ENTRIES SUPPLIED |
----
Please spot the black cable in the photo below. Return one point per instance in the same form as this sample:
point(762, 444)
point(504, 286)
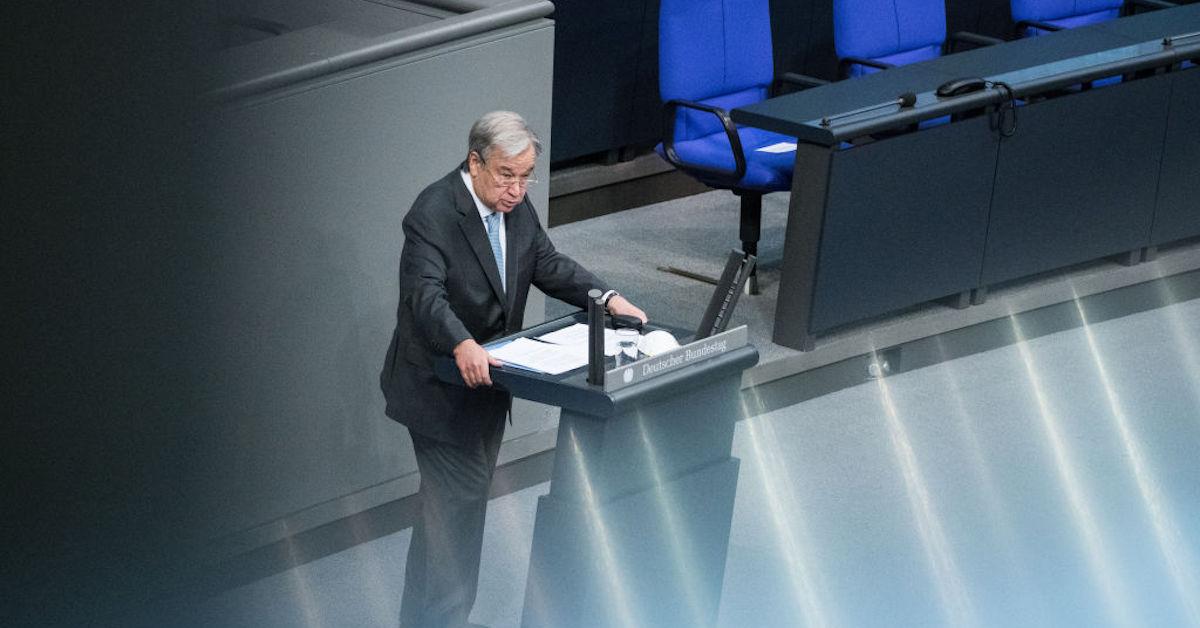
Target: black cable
point(1006, 109)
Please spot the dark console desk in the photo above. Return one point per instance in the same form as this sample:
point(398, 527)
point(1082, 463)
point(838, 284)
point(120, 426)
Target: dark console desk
point(636, 525)
point(886, 214)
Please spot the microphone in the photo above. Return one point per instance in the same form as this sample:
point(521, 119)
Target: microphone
point(595, 338)
point(905, 101)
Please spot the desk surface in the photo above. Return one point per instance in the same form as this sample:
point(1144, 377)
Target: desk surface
point(570, 390)
point(1023, 60)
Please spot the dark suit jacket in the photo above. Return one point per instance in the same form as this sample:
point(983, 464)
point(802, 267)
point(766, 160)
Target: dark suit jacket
point(450, 291)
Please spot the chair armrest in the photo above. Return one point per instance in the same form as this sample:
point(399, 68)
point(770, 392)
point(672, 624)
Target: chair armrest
point(1153, 5)
point(846, 61)
point(731, 131)
point(965, 36)
point(799, 81)
point(1036, 24)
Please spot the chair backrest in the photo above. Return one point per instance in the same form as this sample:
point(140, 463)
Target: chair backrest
point(894, 31)
point(717, 52)
point(1066, 13)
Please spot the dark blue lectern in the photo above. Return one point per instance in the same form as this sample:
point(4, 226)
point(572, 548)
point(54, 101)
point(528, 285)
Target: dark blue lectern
point(636, 525)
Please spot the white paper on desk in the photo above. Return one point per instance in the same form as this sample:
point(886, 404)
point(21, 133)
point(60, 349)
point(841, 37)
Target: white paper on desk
point(781, 147)
point(541, 357)
point(577, 336)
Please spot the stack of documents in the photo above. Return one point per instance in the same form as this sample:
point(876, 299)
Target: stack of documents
point(553, 353)
point(541, 357)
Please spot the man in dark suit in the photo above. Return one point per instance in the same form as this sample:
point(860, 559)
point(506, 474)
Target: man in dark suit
point(473, 245)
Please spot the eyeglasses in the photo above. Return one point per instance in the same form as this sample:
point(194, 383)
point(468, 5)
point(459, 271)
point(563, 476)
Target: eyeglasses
point(507, 179)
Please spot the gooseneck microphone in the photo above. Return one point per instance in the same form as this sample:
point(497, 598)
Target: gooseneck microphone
point(595, 338)
point(905, 101)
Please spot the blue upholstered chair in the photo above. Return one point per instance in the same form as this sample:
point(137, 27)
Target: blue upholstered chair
point(715, 55)
point(873, 35)
point(1039, 17)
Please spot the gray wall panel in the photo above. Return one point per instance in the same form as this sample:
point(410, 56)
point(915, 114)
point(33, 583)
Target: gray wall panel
point(310, 191)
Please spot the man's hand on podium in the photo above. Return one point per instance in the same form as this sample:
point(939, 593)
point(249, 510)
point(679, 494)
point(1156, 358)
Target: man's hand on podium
point(473, 363)
point(621, 305)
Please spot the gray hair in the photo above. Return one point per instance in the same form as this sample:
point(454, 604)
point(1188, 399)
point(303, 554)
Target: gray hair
point(503, 130)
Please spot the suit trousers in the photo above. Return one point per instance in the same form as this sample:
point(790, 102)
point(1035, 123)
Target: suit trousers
point(442, 574)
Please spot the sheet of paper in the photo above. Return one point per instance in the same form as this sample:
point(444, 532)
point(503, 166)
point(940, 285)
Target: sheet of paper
point(577, 336)
point(781, 147)
point(541, 357)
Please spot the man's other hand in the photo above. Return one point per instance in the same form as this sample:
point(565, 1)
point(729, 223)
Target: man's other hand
point(621, 305)
point(473, 363)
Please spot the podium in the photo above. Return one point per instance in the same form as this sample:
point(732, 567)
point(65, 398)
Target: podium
point(635, 528)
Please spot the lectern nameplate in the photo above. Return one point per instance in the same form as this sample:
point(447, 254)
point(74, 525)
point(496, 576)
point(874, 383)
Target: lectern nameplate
point(664, 363)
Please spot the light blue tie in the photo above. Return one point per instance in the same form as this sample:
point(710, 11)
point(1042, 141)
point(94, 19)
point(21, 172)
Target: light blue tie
point(493, 237)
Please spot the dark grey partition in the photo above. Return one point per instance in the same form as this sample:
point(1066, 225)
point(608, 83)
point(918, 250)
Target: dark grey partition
point(1177, 211)
point(321, 141)
point(905, 220)
point(1079, 180)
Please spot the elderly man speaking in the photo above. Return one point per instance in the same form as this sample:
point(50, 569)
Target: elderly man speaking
point(473, 245)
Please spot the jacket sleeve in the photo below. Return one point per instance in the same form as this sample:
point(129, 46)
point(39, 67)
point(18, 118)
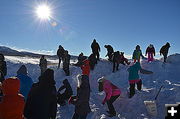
----
WORK INSTRUCTIONS | Find every line in the entries above that contains the word "jacket", and copy each of those lines in full.

THE REPLY |
Please spot the dark suit jacket in the photo above. Return one point per instance in the same form as this sample:
Target: dark suit jacket
Please spot the jacket sleeve in the photo below. Return one point per instance in the same form as this sample:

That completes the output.